- **What to do**:
Edit the items below by changing every "ROI" to "Region" and leaving everything else as it is.

- **Items**:
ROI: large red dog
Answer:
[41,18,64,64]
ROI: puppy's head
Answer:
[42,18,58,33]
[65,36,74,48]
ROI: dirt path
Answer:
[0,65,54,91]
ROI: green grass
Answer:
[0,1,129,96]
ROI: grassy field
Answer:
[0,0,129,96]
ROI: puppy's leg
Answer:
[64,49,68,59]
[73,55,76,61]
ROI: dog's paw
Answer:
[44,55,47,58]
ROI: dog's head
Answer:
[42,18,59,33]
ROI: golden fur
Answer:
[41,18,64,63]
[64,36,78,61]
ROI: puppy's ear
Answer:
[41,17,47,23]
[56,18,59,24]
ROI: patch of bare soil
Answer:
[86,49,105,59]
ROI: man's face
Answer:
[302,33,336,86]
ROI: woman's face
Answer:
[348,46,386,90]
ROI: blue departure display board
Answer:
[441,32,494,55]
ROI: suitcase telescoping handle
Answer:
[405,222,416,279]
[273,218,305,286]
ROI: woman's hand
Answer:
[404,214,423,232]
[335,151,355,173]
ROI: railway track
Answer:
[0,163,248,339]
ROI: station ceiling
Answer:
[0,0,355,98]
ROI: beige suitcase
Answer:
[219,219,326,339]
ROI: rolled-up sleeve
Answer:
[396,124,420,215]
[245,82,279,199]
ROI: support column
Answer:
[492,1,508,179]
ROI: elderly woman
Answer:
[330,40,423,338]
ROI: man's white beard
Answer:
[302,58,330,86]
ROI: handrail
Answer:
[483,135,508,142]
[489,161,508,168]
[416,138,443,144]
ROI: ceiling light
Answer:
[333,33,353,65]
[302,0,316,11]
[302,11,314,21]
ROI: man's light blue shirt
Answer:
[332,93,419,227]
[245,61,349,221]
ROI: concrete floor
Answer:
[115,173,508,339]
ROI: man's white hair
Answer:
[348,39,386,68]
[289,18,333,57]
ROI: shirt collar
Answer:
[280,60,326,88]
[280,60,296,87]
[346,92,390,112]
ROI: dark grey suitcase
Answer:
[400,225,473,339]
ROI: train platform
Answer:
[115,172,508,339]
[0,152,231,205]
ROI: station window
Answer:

- **Response to the task**:
Region: large red dog
Answer:
[41,18,64,64]
Region: puppy's head
Answer:
[42,18,58,33]
[65,36,74,48]
Region: dirt path
Answer:
[0,65,54,91]
Region: green grass
Answer:
[0,1,129,96]
Region: grassy field
Answer:
[0,0,129,96]
Region: puppy's leg
Answer:
[64,49,68,59]
[73,55,76,61]
Region: dog's paw
Answer:
[44,55,47,58]
Region: dog's head
Answer:
[42,18,59,33]
Region: golden fur
Answer:
[41,18,64,63]
[64,36,78,61]
Region: puppy's ear
Answer:
[41,17,47,23]
[56,18,59,24]
Region: patch of bare soil
Answer:
[86,49,105,59]
Region: man's face
Answer:
[302,33,336,86]
Region: woman's face
Answer:
[348,46,386,90]
Region: blue departure display board
Answer:
[441,32,494,55]
Region: suitcase telescoping handle
Answer:
[405,222,416,279]
[273,218,305,286]
Region: woman's hand
Answer:
[404,214,423,232]
[335,151,355,173]
Region: railway track
Answer:
[0,163,248,339]
Region: station ceiling
Answer:
[0,0,355,98]
Region: beige suitcase
Answer:
[219,219,326,339]
Region: rolled-up sleeve
Answer:
[396,124,420,215]
[245,82,279,199]
Region: support column
Answer:
[492,1,508,179]
Region: elderly woman
Answer:
[330,40,423,338]
Region: man's white beard
Answer:
[302,58,330,86]
Region: handrail
Answer:
[483,135,508,142]
[489,161,508,168]
[416,138,443,144]
Region: ceiling light
Answer:
[333,33,353,65]
[302,0,316,11]
[302,11,314,21]
Region: man's light blue shirt
Answer:
[332,93,419,227]
[245,61,349,221]
Region: concrete floor
Answer:
[115,173,508,339]
Region: man's white hair
Answer:
[348,39,386,68]
[289,18,333,57]
Region: shirt collar
Answer:
[280,60,326,88]
[280,60,296,87]
[346,92,390,112]
Region: dark grey suitcase
Answer:
[400,225,473,339]
Region: train platform
Answer:
[115,172,508,339]
[0,152,231,205]
Region: station window
Answer:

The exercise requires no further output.